───── Input for this task

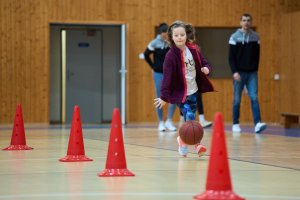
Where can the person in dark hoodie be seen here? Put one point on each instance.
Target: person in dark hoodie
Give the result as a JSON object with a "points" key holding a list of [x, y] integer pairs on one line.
{"points": [[244, 50], [185, 76], [159, 47]]}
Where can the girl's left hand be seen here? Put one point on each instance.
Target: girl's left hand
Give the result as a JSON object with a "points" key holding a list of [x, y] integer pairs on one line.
{"points": [[159, 103], [205, 70]]}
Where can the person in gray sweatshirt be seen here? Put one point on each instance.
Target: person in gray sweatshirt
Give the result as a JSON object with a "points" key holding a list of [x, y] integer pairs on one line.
{"points": [[244, 50]]}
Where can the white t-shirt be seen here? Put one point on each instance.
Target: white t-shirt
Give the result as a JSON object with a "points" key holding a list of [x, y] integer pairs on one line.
{"points": [[190, 72]]}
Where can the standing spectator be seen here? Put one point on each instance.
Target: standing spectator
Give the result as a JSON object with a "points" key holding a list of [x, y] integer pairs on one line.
{"points": [[244, 49], [159, 47], [185, 76]]}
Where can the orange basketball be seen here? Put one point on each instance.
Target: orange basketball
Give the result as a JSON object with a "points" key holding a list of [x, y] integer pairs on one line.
{"points": [[191, 132]]}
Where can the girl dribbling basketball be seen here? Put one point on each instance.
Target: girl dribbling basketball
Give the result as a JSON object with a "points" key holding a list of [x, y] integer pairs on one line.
{"points": [[185, 74]]}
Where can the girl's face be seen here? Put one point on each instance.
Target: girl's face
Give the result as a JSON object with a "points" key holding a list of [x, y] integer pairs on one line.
{"points": [[179, 36]]}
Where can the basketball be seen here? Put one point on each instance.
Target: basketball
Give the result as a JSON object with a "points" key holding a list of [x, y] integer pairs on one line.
{"points": [[191, 132]]}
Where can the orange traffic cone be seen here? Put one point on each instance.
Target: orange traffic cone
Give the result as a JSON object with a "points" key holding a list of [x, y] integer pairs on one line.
{"points": [[76, 147], [116, 161], [18, 140], [218, 183]]}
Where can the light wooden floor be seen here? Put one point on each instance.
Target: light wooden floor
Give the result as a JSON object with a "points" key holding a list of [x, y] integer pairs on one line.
{"points": [[265, 166]]}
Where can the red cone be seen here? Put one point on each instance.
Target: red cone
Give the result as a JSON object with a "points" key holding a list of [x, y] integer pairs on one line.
{"points": [[76, 146], [116, 161], [18, 140], [218, 183]]}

──────────

Your objective — Please set down every record above exactly as it appears, leaving out the pictures.

Exercise response —
Where can the person in dark hoodie be seen here? Put one point on each instance.
Target: person in dark hoodie
Give the result as a JSON object with a "points" key holding a list of [x, y] integer pairs on one line.
{"points": [[244, 50], [185, 76], [159, 47]]}
Where can the girl's left hand be seen here? Put one point on each instance.
Target: girl's left hand
Give the result as a JSON object with a "points" key holding a list of [x, y] integer pairs on one line.
{"points": [[159, 103], [205, 70]]}
Where can the person in gray sweatshirt be seen here? Put one point on each instance.
Target: person in gray sweatshirt
Give the result as a JSON object with a "points" key holding a list of [x, y] integer pairs on one line.
{"points": [[244, 50]]}
Where can the white t-shirt be seen here? Put one point on each instance.
Target: white t-shirt
Give the result as a JSON object with a "points" key holding a list of [x, y] integer pairs on one line.
{"points": [[190, 72]]}
Where can the standing spectator be seen here? Put one point on each instance.
Target: standing spectator
Give the result as a JSON object with a "points" key holding a list of [x, y] integer pairs on one line.
{"points": [[244, 49], [159, 47], [185, 76]]}
Where can the orange basketball be seen here? Put one point on each instance.
Target: orange basketball
Give the result as a JSON object with a "points" key holding a list of [x, y] integer pairs on one line.
{"points": [[191, 132]]}
Where can the girl dribbling basketball be seen here? Put one point on each instance.
Target: girl dribbling basketball
Give the result as a JSON object with a "points" key holding a list of [x, y] integer pairs on one line.
{"points": [[185, 74]]}
Where can the girl's face be seen here? Put one point on each instance.
Target: girl's face
Give the result as a JSON object with a "points" key holding a list of [x, y] integer pairs on one line.
{"points": [[179, 36]]}
Where can the basketball be seen here? Put one point on each instance.
Target: basketball
Give the result as a JSON object with a "points" key holding a list of [x, y] integer pairs on one line.
{"points": [[191, 132]]}
Where can the orange traffic cone be seen here? Put one point on each instance.
Target: orange traffic cone
Give the result as a JSON object with a "points" key holding a list of [x, y] integer pairs on one line.
{"points": [[76, 147], [116, 161], [18, 140], [218, 183]]}
Where can the light wooden floor be seen here? Put one point on each instance.
Target: light wooden floor
Give the result as a JSON object with a "points" key holding a list of [x, y] integer pairs on one line.
{"points": [[265, 166]]}
Where can the red cone be seen here? Put one point on each instance.
Target: red cone
Give the result as a JSON object with a "points" key holding a list of [x, y] integer pairs on one line.
{"points": [[76, 146], [116, 161], [18, 140], [218, 183]]}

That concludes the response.